What to do:
**A)** Quote the passage on the Jackson abuse case from "A federal judge" up to and including "children during the upcoming holidays.".
**B)** According to the passage on the Jackson abuse case, on what date is the parents' trial scheduled to begin?
**C)** Continue the passage on the Jackson abuse case from the point where it stops.

Text passage:
I always say, “you be the judge!”

And in this case, the judge may have her head up her ass – or maybe not – in allowing a couple charged with abusing their foster and adopted children to see them during the upcoming holidays.
I know, sounds crazy, but according to this:

A federal judge ordered that an Army major and his wife charged with abusing their foster and adopted children and training their biological kids to take part in the abuse can see their biological children during the upcoming holidays.

The judge granted Army Maj. John Jackson and his wife Carolyn the right to see their three biological children on Thanksgiving, on the Dec. 12 birthday of one of them, and on Christmas, despite a prior restriction on visits and the anticipated testimony of the children in their parents' trial, scheduled to begin April 1.

Judge Katherine Hayden issued her ruling during a hearing in U.S. District Court in Newark, saying the holidays and birthday would be "critical family time."
The Jacksons live in Mount Holly.

A 22-page indictment unsealed when the couple were arrested in May alleges they conspired to abuse their adopted and foster children from 2005 to 2010 — while living at the Army's Picatinny Arsenal in Morris County.

Stored items:
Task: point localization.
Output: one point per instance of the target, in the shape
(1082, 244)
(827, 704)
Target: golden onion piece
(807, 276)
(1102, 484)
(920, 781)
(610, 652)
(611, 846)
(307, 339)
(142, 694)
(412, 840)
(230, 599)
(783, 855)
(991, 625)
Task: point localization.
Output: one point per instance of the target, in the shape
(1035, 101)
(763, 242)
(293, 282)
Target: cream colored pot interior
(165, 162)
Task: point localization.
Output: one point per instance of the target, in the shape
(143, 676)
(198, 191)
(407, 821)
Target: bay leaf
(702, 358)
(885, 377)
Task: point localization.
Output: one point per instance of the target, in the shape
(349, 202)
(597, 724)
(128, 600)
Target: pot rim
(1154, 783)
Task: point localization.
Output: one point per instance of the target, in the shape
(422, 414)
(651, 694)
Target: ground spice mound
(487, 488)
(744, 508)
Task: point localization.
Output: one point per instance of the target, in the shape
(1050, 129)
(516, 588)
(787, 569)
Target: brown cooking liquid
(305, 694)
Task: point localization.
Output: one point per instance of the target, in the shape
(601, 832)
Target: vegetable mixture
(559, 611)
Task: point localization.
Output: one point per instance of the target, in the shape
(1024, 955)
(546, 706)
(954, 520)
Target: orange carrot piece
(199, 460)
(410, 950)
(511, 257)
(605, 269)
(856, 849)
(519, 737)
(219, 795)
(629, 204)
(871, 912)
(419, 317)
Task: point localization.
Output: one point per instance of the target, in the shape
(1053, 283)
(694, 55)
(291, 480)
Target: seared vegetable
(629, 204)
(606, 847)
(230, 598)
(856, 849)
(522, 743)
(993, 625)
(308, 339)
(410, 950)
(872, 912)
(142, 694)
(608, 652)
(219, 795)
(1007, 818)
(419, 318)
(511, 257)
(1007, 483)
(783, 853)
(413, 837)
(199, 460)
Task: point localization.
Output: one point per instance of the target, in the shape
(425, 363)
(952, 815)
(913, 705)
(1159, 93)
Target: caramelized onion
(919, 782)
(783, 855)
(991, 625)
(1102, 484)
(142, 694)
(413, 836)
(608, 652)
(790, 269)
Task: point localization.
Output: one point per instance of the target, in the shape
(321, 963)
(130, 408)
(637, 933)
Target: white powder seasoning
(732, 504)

Answers by item number:
**A)**
A federal judge ordered that an Army major and his wife charged with abusing their foster and adopted children and training their biological kids to take part in the abuse can see their biological children during the upcoming holidays.

**B)** April 1

**C)**
The indictment said they had engaged in a constant course of neglect and cruelty toward three children they fostered and then adopted. One of the children died in May 2008, though the couple has not been charged in the child's death.

Authorities allege the Jacksons – who now live in Mount Holly – told their three biological children not to report the physical assaults to others, saying the punishments and disciplinary techniques were justified, as they were “training” the adopted children how to behave.

One of the federal prosecutors handling the case, Assistant U.S. Attorney Melissa Jampol, told Hayden the government "strongly" objected to the Jacksons' being able to see their children, even if they were required to be accompanied by their temporary guardians, out of concern that the accused couple would try to influence their testimony.
Hayden said she did not believe that holiday contact with their parents would affect the children's testimony this spring.

The couple has pleaded not guilty to the charges. Their lawyer, Rubin Sinns, declined comment after the hearing.

Jampol said the Jackson case is the only child abuse case in the state of New Jersey being tried in federal court because the abuse occurred on federal property at the arsenal, a weapons research and testing facility.

The Jacksons do not have custody of their children, following determinations in state Family Court.

I’m kind of surprised, and maybe it’s because I’m jaded after hearing about a good many of these cases – but it’s ironic that state Family Court got it right and a Federal Judge makes, what I’d consider, a boneheaded decision.

“Critical Family Time” indeed! That’s the last thing these kids need!